----- Provided records

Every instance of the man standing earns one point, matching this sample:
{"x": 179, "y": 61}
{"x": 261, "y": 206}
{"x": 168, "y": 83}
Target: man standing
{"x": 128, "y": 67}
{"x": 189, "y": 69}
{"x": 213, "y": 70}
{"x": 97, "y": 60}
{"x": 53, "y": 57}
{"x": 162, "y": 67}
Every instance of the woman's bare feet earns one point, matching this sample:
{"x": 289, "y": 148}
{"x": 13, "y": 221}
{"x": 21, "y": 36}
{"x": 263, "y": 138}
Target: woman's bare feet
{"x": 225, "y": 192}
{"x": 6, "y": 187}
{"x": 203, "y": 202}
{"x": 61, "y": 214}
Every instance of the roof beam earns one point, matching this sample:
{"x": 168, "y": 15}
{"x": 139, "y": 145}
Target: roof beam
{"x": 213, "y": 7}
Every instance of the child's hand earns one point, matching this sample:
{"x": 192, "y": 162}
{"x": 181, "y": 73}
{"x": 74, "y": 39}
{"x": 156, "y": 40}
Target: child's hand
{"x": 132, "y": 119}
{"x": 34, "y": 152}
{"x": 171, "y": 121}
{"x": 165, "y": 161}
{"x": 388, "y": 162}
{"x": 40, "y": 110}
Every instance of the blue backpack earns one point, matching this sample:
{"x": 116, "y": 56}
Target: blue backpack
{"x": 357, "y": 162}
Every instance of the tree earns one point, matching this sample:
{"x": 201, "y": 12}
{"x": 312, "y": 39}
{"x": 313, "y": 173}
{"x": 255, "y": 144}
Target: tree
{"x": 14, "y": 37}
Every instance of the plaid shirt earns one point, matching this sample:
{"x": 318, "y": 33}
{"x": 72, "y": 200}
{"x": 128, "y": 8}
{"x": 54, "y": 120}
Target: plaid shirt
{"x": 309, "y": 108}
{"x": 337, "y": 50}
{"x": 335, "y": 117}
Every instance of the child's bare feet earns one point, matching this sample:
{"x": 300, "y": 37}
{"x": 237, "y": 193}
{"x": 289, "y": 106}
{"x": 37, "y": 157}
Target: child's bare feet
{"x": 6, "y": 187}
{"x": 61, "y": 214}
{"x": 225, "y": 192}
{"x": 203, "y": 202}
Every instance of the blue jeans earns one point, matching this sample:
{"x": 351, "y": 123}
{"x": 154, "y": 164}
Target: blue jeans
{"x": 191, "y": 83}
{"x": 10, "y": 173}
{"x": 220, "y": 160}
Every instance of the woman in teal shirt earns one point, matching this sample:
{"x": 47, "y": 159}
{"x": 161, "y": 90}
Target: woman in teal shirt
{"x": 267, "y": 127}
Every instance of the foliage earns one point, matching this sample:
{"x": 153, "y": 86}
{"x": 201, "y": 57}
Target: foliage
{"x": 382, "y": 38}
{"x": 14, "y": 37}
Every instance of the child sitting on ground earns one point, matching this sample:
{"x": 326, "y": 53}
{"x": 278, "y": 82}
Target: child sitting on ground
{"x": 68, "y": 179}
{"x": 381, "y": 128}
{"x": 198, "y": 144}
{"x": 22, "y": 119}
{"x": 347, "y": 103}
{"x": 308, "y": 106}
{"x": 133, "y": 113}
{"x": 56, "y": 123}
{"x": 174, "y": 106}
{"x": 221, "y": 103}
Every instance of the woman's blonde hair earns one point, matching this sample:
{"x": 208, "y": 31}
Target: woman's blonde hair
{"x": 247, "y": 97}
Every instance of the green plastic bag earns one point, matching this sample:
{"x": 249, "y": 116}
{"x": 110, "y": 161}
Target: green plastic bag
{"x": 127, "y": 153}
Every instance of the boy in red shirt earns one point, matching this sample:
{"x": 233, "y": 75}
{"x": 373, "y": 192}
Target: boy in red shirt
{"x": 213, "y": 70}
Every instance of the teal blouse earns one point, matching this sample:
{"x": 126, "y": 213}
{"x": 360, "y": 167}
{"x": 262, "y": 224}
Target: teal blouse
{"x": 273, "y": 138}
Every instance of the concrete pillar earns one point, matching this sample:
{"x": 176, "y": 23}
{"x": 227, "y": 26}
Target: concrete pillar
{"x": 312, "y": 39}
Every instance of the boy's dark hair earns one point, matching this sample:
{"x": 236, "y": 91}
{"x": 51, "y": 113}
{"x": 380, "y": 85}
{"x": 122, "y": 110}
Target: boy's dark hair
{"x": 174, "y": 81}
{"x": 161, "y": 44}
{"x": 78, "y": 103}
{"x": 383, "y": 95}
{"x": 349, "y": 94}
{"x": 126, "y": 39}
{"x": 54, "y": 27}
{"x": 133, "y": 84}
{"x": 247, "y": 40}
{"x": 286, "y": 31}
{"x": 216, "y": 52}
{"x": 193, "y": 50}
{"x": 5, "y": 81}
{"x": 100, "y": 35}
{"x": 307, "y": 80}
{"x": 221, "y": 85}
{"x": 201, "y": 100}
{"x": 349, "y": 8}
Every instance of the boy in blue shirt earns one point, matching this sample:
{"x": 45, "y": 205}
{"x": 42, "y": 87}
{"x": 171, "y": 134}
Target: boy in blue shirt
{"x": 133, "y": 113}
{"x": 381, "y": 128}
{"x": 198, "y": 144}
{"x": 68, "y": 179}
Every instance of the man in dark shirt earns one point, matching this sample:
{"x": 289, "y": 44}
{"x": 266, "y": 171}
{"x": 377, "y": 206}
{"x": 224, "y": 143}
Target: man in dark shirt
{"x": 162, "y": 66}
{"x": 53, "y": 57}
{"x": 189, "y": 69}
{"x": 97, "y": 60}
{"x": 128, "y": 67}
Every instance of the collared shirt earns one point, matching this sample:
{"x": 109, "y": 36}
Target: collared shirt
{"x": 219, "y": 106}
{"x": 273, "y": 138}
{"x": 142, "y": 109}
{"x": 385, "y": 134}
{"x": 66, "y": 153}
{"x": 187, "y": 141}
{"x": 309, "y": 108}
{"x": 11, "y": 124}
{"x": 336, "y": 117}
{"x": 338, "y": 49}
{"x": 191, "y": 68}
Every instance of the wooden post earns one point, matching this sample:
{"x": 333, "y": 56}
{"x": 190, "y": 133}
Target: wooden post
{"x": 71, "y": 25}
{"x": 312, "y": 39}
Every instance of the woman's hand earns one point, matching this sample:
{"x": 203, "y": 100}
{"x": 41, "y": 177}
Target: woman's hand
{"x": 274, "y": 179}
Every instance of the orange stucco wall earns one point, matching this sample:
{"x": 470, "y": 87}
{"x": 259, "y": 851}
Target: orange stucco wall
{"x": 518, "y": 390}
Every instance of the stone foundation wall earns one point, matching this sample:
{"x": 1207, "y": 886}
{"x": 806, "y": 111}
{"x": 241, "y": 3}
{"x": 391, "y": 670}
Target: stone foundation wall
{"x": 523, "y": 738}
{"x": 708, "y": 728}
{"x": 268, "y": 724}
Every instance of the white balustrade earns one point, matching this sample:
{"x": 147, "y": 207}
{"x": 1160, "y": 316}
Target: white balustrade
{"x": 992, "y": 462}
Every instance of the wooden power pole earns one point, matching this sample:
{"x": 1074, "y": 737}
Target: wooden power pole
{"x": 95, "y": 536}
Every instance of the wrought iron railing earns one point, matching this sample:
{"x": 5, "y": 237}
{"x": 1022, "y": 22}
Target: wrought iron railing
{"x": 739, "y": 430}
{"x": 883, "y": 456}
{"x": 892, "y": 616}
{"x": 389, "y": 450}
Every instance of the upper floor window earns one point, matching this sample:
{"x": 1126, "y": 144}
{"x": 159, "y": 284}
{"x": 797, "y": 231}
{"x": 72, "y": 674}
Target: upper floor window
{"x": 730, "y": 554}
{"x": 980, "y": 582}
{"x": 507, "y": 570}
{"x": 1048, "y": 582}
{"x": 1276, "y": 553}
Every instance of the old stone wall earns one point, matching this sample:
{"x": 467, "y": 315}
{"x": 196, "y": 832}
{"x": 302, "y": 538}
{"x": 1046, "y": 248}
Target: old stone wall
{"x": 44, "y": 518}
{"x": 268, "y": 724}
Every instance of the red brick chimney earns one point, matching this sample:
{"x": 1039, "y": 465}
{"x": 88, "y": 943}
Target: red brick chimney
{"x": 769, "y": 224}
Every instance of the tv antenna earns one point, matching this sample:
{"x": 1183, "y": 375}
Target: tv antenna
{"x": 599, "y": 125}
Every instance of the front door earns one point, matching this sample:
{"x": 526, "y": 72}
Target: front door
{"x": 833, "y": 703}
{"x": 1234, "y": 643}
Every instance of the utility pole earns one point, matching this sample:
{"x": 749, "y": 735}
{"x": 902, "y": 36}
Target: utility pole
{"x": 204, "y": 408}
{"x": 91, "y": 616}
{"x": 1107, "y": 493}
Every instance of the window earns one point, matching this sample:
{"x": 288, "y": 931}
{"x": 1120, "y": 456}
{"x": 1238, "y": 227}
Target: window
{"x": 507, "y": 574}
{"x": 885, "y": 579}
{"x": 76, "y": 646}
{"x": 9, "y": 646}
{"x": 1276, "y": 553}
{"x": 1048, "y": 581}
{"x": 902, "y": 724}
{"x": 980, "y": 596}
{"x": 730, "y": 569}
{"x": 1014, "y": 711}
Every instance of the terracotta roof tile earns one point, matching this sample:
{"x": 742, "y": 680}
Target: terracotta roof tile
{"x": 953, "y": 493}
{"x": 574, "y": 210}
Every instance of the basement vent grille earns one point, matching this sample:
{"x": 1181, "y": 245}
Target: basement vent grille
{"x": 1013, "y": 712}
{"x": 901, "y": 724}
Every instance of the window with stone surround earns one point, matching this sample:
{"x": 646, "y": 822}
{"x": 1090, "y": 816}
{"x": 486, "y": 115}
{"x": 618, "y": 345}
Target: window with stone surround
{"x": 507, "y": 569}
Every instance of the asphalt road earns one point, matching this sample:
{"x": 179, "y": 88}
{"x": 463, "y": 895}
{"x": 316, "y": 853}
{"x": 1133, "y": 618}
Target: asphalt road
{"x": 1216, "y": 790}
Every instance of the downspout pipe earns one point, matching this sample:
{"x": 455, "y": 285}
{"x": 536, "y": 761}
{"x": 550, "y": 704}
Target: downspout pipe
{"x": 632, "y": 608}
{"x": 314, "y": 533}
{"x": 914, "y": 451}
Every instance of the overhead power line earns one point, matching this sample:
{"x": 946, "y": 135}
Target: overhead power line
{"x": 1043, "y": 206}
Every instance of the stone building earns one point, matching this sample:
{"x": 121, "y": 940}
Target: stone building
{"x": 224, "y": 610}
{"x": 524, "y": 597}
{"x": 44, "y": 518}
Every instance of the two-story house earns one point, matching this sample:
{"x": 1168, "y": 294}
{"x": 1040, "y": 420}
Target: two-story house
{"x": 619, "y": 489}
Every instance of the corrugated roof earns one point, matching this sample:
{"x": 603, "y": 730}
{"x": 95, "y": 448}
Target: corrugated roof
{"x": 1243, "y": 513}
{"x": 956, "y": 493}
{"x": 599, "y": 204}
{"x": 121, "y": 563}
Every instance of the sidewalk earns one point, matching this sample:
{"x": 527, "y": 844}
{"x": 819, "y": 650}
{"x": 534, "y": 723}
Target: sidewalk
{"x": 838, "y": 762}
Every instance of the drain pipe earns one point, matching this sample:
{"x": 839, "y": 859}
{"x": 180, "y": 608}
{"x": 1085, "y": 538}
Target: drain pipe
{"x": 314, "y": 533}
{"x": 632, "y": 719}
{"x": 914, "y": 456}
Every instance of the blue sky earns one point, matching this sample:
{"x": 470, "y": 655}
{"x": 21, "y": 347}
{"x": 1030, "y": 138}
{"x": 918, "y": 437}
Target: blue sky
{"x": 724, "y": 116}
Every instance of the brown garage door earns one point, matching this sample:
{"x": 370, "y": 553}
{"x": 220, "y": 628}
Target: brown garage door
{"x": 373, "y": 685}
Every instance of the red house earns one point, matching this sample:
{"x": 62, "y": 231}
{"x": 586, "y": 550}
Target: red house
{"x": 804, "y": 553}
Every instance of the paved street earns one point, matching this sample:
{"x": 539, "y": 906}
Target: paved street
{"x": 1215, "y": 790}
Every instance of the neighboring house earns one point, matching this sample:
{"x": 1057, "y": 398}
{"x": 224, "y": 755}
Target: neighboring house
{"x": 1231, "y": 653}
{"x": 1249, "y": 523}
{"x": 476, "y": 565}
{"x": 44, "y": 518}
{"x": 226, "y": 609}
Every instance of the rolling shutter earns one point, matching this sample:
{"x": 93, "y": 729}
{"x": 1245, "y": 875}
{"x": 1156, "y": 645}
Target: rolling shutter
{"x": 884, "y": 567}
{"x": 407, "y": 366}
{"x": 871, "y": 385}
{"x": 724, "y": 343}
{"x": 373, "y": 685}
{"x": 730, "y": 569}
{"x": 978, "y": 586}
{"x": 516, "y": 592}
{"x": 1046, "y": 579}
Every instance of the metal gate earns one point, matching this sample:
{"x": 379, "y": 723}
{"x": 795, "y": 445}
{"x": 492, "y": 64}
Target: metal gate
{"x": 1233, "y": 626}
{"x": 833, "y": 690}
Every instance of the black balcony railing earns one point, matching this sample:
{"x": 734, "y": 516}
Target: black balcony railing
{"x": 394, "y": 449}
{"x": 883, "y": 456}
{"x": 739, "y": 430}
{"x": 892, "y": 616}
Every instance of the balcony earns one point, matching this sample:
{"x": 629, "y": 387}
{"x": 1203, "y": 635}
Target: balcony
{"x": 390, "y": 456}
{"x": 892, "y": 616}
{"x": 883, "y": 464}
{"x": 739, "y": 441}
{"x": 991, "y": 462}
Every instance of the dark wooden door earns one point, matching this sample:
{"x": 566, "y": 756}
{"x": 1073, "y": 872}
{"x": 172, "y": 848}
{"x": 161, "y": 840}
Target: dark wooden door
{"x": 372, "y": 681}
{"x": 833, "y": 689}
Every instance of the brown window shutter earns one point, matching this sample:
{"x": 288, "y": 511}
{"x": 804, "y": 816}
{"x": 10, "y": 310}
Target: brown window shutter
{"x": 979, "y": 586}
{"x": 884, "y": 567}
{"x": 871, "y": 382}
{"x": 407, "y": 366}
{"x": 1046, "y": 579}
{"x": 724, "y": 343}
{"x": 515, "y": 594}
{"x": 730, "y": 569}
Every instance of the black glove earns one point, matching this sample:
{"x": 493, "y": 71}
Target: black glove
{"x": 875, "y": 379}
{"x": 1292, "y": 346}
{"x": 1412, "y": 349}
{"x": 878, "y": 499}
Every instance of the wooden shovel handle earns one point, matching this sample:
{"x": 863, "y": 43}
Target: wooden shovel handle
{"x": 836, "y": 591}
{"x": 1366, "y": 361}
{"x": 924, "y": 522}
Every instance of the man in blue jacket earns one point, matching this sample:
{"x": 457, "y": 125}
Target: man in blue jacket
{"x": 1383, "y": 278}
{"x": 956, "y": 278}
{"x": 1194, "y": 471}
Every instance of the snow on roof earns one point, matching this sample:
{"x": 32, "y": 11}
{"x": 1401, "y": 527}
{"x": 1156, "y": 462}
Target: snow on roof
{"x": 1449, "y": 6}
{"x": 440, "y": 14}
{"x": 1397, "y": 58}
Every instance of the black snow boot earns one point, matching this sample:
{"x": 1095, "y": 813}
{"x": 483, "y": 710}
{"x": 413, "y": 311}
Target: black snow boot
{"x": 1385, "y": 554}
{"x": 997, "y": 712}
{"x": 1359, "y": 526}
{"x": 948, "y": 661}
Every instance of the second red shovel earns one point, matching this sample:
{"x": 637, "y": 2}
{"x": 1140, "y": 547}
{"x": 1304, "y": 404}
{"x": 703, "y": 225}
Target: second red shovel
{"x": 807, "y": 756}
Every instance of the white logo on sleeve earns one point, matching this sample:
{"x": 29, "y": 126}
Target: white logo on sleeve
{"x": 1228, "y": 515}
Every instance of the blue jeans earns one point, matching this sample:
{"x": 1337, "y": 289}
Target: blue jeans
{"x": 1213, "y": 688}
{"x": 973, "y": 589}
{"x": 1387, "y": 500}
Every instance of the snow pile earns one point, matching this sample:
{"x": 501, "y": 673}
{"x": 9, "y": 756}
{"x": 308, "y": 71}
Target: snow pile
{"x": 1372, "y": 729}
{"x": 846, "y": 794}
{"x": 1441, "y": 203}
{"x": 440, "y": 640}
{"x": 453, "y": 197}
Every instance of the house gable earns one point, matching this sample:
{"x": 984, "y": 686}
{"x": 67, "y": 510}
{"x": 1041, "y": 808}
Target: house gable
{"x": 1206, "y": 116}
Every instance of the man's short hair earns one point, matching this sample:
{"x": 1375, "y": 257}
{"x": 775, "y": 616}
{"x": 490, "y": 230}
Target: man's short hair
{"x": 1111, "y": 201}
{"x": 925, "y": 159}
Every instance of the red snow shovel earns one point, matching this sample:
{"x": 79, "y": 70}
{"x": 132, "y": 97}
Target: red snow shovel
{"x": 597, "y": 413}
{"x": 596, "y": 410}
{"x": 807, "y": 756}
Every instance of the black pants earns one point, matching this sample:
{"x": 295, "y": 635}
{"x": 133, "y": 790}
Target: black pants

----------

— Work required —
Return word for word the lines above from the line with "Every instance of the window earns" to the line with "Every instance of the terracotta", including both and leaving out all others.

— Reply to the exercise —
Every instance of the window earns one point, matching this sample:
{"x": 288, "y": 931}
{"x": 1120, "y": 456}
{"x": 1238, "y": 227}
Target: window
{"x": 507, "y": 574}
{"x": 885, "y": 579}
{"x": 76, "y": 646}
{"x": 9, "y": 646}
{"x": 1276, "y": 553}
{"x": 1048, "y": 581}
{"x": 902, "y": 724}
{"x": 980, "y": 596}
{"x": 730, "y": 569}
{"x": 1014, "y": 711}
Every instance of the terracotta roof tile earns one point, matching this sample:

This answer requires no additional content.